Brief:
Every record below is to be retyped exactly.

Data listing:
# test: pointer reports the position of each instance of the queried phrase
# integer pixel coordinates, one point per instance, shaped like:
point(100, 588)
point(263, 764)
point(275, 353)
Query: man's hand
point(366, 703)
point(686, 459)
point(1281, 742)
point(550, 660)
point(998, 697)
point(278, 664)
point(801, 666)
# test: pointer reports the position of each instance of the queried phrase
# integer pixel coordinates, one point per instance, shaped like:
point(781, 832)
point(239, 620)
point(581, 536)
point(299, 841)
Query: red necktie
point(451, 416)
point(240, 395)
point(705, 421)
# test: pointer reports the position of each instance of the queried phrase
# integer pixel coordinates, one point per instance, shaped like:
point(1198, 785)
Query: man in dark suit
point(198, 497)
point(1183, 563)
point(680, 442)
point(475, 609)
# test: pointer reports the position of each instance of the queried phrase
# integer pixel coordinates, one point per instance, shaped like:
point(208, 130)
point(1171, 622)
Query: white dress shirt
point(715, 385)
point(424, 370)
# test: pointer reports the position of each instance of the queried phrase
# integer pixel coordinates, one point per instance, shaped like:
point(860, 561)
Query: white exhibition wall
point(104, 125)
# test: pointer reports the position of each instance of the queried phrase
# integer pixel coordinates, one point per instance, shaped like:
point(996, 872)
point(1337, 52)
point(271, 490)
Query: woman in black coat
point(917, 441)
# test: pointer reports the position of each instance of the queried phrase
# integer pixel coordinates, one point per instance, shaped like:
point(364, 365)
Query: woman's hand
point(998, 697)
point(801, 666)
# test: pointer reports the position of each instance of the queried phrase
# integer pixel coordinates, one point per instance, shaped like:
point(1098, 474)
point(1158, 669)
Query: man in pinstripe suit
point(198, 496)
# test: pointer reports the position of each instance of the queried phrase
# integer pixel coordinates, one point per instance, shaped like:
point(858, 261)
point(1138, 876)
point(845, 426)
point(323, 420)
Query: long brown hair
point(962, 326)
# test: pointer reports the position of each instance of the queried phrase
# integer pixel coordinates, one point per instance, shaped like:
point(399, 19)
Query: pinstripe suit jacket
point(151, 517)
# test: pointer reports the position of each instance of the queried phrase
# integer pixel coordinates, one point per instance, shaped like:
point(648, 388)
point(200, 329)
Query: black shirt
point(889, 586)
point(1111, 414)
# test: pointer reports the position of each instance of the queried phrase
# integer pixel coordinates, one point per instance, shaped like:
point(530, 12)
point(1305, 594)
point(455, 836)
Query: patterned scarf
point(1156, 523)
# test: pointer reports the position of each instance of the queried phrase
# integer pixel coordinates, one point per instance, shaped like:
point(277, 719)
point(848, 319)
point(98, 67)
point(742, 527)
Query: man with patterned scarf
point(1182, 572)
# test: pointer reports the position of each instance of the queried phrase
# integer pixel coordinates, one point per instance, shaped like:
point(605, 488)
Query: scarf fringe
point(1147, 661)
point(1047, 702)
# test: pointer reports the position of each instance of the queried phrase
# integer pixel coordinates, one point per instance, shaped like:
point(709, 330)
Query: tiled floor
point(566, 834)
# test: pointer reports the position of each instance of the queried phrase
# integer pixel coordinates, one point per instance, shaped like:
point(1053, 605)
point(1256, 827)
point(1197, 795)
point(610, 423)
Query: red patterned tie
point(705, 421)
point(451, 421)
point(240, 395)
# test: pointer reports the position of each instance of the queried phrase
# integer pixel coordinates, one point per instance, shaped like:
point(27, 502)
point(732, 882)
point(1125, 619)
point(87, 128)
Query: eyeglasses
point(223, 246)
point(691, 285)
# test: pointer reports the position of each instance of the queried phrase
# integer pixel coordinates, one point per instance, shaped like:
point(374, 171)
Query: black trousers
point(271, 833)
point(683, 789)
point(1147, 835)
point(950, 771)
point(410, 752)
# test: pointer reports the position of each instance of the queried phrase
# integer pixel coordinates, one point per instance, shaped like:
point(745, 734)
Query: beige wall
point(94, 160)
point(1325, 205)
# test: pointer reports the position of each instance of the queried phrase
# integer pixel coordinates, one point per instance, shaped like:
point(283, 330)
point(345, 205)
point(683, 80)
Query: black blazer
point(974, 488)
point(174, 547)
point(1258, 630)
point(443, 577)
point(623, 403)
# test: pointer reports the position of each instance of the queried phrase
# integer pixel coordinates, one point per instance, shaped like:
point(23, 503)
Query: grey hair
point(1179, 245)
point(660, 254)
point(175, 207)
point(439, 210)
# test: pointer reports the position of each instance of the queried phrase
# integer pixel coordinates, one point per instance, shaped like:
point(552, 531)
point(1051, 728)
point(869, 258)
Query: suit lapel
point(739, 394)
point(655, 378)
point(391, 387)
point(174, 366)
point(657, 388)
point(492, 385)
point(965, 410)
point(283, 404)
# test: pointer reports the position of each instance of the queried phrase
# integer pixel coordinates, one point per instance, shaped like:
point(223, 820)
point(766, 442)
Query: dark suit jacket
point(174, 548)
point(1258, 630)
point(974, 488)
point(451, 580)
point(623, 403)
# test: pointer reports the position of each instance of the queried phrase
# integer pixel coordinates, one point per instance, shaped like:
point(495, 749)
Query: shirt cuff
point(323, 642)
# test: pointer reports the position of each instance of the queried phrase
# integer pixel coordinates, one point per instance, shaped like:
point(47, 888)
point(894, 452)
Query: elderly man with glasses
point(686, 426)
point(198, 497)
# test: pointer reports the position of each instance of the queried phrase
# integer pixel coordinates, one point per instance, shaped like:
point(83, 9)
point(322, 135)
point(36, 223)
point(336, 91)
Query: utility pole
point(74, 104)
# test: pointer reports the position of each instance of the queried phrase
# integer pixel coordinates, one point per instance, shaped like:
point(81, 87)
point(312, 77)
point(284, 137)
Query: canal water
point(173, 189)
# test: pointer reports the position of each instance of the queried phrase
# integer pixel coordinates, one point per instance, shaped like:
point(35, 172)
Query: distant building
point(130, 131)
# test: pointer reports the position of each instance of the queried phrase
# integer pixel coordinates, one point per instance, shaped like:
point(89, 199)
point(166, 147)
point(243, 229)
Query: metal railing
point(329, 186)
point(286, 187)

Problem solution:
# test: pointer reports the position of each instance of the queried phrase
# integer pixel coordinates, one point per instance, shaped like:
point(100, 588)
point(263, 764)
point(275, 353)
Query: man's hand
point(366, 703)
point(686, 459)
point(1281, 742)
point(550, 660)
point(998, 697)
point(278, 664)
point(801, 666)
# test: pointer reports the position of each instance of the queried phrase
# integer pixel coordinates, one point per instance, shaped like:
point(781, 832)
point(239, 620)
point(581, 536)
point(299, 841)
Query: red necktie
point(451, 416)
point(240, 395)
point(705, 421)
# test: pointer reports the position of each instance of the queried phrase
# integer pixel coordinates, one point per instance, shaped like:
point(1198, 785)
Query: man in dark suit
point(198, 497)
point(1183, 563)
point(680, 442)
point(475, 609)
# test: pointer reports the position of each instance of the queried phrase
# integer pixel coordinates, one point per instance, shaped like:
point(208, 130)
point(1171, 622)
Query: white dress shirt
point(715, 385)
point(424, 370)
# test: pointer reports the position of each instance of the queried phrase
# integer pixel coordinates, one point per instance, shaped like:
point(860, 561)
Query: white exhibition wall
point(104, 125)
# test: pointer reports the position of each instance of the queried phrase
# integer pixel coordinates, one point per instance, shaped like:
point(996, 872)
point(1337, 52)
point(271, 490)
Query: woman in black coat
point(917, 441)
# test: pointer reports the position of each instance of the queried phrase
# integer pixel coordinates, one point per instance, shaped like:
point(364, 365)
Query: woman's hand
point(998, 697)
point(801, 666)
# test: pointer reports the position of each instance of the queried phrase
# integer pixel coordinates, one point per instance, shaped like:
point(1098, 474)
point(1158, 669)
Query: man in pinstripe suit
point(198, 496)
# test: pointer reports the position of each instance of the queried phrase
# integer pixel coordinates, one point per instance, shaped like:
point(858, 261)
point(1138, 876)
point(845, 426)
point(323, 420)
Query: long brown hair
point(962, 326)
# test: pointer reports the position of each instance of the queried phrase
# integer pixel coordinates, one point per instance, shaped like:
point(399, 19)
Query: pinstripe suit jacket
point(151, 517)
# test: pointer reports the position of each instance of the queried phrase
# integer pixel coordinates, one point per instance, shaped like:
point(648, 388)
point(200, 329)
Query: black shirt
point(889, 586)
point(1111, 414)
# test: pointer reports the position of each instance of the queried phrase
# integer pixel coordinates, one point per instance, shaped like:
point(530, 12)
point(1305, 594)
point(455, 836)
Query: patterned scarf
point(1156, 523)
# test: pointer reports the position of each instance of the queried phrase
# integer pixel coordinates, one point per instance, shaped like:
point(277, 719)
point(848, 319)
point(98, 67)
point(742, 527)
Query: man with patterned scarf
point(1182, 572)
# test: pointer reports the position of each instance of the queried phrase
# integer pixel coordinates, one point per instance, shaped like:
point(605, 488)
Query: scarf fringe
point(1147, 661)
point(1047, 702)
# test: pointer reports the position of each instance of the queried phrase
# integer pixel coordinates, one point per instance, shaped like:
point(709, 330)
Query: tiled floor
point(566, 834)
# test: pointer reports the position of each instance of the queried phrase
# integer pixel coordinates, one point per instance, shaped like:
point(1053, 605)
point(1256, 827)
point(1197, 795)
point(610, 423)
Query: red patterned tie
point(705, 421)
point(451, 421)
point(240, 395)
# test: pointer reports the position of each instance of the queried phrase
# integer pixel coordinates, one point per instance, shaped like:
point(27, 502)
point(732, 882)
point(1125, 619)
point(87, 128)
Query: eyeglasses
point(223, 246)
point(691, 285)
# test: pointer reports the position of each instance of the queried phrase
# integer pixel coordinates, one point per instance, shaped like:
point(374, 171)
Query: black trousers
point(271, 833)
point(683, 789)
point(1147, 835)
point(950, 771)
point(410, 752)
# test: pointer reports the position of each instance of the queried phrase
# integer pixel coordinates, one point per instance, shaped like:
point(745, 734)
Query: beige wall
point(94, 160)
point(1325, 205)
# test: pointer reports the position of each instance of the queried phrase
# integer pixel coordinates, one point per instance, shaped like:
point(283, 330)
point(345, 205)
point(683, 80)
Query: black blazer
point(974, 488)
point(174, 547)
point(1258, 630)
point(443, 577)
point(623, 403)
# test: pointer reports the position of each instance of the queried phrase
# integer pixel coordinates, one point per instance, shaped like:
point(23, 503)
Query: grey hair
point(1179, 245)
point(660, 254)
point(175, 207)
point(439, 210)
# test: pointer reports the position of each instance of the queried phrase
# integer pixel coordinates, one point per instance, shaped like:
point(552, 531)
point(1051, 728)
point(869, 258)
Query: suit lapel
point(739, 394)
point(655, 378)
point(391, 387)
point(174, 366)
point(657, 388)
point(492, 385)
point(965, 410)
point(283, 404)
# test: pointer reports the position of each instance of the queried phrase
# integer pixel coordinates, one point per instance, shaped like:
point(223, 820)
point(766, 442)
Query: dark suit jacket
point(174, 548)
point(1258, 630)
point(974, 488)
point(451, 580)
point(623, 403)
# test: pointer reports the position of each instance of the queried phrase
# integer pixel coordinates, one point per instance, shaped like:
point(495, 749)
Query: shirt cuff
point(323, 642)
# test: pointer reports the position of each instance of the queried phrase
# integer pixel coordinates, one point per instance, shaped like:
point(47, 888)
point(894, 452)
Query: elderly man with glasses
point(686, 426)
point(198, 497)
# test: pointer reports the position of each instance of the queried phrase
# integer pixel coordinates, one point per instance, shaped like:
point(83, 9)
point(322, 135)
point(36, 223)
point(336, 91)
Query: utility pole
point(74, 104)
# test: pointer reports the position of each instance of the queried phrase
# integer pixel coordinates, one point per instance, shaped like:
point(81, 87)
point(312, 77)
point(284, 137)
Query: canal water
point(173, 189)
# test: pointer reports the position of each instance of the queried phrase
# integer pixel coordinates, one point per instance, shaped like:
point(35, 172)
Query: distant building
point(130, 131)
# test: pointer reports the position of each instance of the queried phrase
# integer pixel coordinates, one point per instance, shaped like:
point(89, 199)
point(166, 147)
point(243, 229)
Query: metal railing
point(329, 186)
point(286, 187)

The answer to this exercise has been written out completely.